> [PROBLEM TO SOLVE]
Set down every record once more, exactly as given.

BEGIN EXERCISE MATERIALS

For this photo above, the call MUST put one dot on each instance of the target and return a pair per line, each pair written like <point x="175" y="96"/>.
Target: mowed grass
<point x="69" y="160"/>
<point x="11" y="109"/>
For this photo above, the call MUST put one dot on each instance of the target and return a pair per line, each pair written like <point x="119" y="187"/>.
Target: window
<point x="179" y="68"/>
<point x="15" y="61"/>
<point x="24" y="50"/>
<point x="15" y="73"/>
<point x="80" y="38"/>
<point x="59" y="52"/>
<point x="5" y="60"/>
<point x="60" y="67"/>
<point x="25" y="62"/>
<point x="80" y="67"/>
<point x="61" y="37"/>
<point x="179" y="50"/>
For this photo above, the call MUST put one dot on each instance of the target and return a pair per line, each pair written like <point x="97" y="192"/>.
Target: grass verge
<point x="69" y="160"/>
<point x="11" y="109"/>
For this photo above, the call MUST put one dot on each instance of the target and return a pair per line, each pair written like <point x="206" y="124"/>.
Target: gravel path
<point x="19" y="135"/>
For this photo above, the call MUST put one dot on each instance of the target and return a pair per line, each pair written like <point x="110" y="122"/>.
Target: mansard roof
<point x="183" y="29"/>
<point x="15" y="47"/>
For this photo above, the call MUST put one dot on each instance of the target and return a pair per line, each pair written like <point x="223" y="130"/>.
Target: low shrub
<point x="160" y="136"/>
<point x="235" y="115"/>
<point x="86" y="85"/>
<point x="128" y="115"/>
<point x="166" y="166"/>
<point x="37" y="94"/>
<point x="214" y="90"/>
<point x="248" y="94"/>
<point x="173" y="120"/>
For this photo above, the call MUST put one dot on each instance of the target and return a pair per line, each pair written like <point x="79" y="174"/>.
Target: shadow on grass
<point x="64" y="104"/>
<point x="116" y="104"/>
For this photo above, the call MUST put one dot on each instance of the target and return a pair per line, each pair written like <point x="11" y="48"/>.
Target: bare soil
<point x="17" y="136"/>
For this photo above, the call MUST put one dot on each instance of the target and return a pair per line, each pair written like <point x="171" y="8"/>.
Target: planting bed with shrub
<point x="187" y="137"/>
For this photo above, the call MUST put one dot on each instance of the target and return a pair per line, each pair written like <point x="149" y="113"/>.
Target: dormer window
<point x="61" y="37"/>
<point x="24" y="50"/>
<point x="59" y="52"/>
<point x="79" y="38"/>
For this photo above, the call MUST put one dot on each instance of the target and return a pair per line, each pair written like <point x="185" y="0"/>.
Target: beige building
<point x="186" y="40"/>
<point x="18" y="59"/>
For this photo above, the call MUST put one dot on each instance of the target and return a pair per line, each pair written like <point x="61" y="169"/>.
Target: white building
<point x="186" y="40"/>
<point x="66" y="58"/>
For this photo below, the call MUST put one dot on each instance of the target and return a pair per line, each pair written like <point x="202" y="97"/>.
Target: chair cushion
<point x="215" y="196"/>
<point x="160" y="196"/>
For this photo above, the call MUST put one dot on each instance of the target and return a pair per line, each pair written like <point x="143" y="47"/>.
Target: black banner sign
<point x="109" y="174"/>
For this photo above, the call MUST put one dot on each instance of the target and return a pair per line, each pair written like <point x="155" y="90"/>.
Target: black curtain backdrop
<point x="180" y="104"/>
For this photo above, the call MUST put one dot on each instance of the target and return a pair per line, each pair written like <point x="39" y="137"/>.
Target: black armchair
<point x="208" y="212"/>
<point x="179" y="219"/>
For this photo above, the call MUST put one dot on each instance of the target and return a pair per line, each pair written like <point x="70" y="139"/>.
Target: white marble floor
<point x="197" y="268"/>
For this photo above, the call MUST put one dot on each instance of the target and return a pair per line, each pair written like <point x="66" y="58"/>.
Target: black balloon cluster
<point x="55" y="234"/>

END EXERCISE MATERIALS

> [EXPECTED ANSWER]
For this photo above, the call MUST put one dot on each instance of the target and return a pair per line, each pair written like <point x="175" y="96"/>.
Target: mowed grass
<point x="69" y="160"/>
<point x="11" y="109"/>
For this photo above, the call MUST put one dot on each instance of the target and return a pair per line, each pair written like <point x="119" y="187"/>.
Target: window
<point x="179" y="68"/>
<point x="15" y="61"/>
<point x="24" y="50"/>
<point x="15" y="73"/>
<point x="80" y="38"/>
<point x="59" y="52"/>
<point x="5" y="60"/>
<point x="60" y="67"/>
<point x="25" y="62"/>
<point x="80" y="67"/>
<point x="61" y="37"/>
<point x="179" y="50"/>
For this photo above, the call MUST put one dot on each instance of the target and return a pair per line, each pair written like <point x="97" y="192"/>.
Target: grass verge
<point x="69" y="160"/>
<point x="11" y="109"/>
For this photo above, the call MUST put one dot on each instance of the target and return a pair per line, each pair written like <point x="206" y="124"/>.
Target: gravel path
<point x="19" y="135"/>
For this photo above, the call MUST put one dot on each instance of the target and return a pair per line, each pair written like <point x="110" y="122"/>.
Target: mansard roof
<point x="183" y="29"/>
<point x="15" y="47"/>
For this photo above, the call MUST put one dot on each instance of the target and return a pair per line, each pair written like <point x="223" y="130"/>.
Target: low shrub
<point x="160" y="136"/>
<point x="235" y="115"/>
<point x="86" y="85"/>
<point x="128" y="115"/>
<point x="166" y="166"/>
<point x="37" y="94"/>
<point x="214" y="90"/>
<point x="248" y="94"/>
<point x="173" y="120"/>
For this photo above, the call MUST put one dot on each instance of the target and return a pair per line, each pair written like <point x="79" y="174"/>.
Target: shadow on grass
<point x="64" y="104"/>
<point x="116" y="104"/>
For this photo above, the call MUST put one dot on each instance of the target and return a pair per line, each pair written like <point x="11" y="48"/>.
Target: bare soil
<point x="17" y="136"/>
For this photo above, the call MUST put one dot on each instance of the target and return a pair per line, each pair written like <point x="171" y="8"/>.
Target: planting bed with shrub
<point x="187" y="137"/>
For this photo above, the call MUST put one dot on each instance of the target and return a pair per line, each pair written like <point x="149" y="113"/>.
Target: dormer window
<point x="61" y="37"/>
<point x="24" y="50"/>
<point x="59" y="52"/>
<point x="79" y="38"/>
For this photo above, the call MUST put one dot on each instance of the target and return a pair per line, each pair written like <point x="185" y="0"/>.
Target: beige building
<point x="186" y="40"/>
<point x="18" y="59"/>
For this photo above, the call MUST put one dot on each instance of the target and return a pair per line, each pair written like <point x="61" y="169"/>.
Target: white building
<point x="186" y="40"/>
<point x="66" y="58"/>
For this photo below, the call MUST put one dot on each instance of the target and return a pair per line, each pair written like <point x="202" y="97"/>.
Target: chair cushion
<point x="215" y="196"/>
<point x="160" y="196"/>
For this photo above, the call MUST put one dot on each instance of the target and return a pair per line, each pair written like <point x="143" y="47"/>.
Target: black banner sign
<point x="109" y="174"/>
For this photo above, the call MUST put one dot on each instance of the target and return a pair per line, each pair written like <point x="155" y="90"/>.
Target: black curtain backdrop
<point x="180" y="104"/>
For this photo above, the call MUST put one dot on each instance of the target and return a pair per line, each pair written like <point x="39" y="137"/>.
Target: black armchair
<point x="208" y="212"/>
<point x="179" y="219"/>
For this photo above, the call MUST put one dot on each instance of the target and return a pair per line, each pair written like <point x="70" y="139"/>.
Target: white marble floor
<point x="197" y="268"/>
For this photo above, the call MUST put one dot on each instance of the target and return a pair per line, each pair written like <point x="66" y="58"/>.
Target: black balloon cluster
<point x="55" y="234"/>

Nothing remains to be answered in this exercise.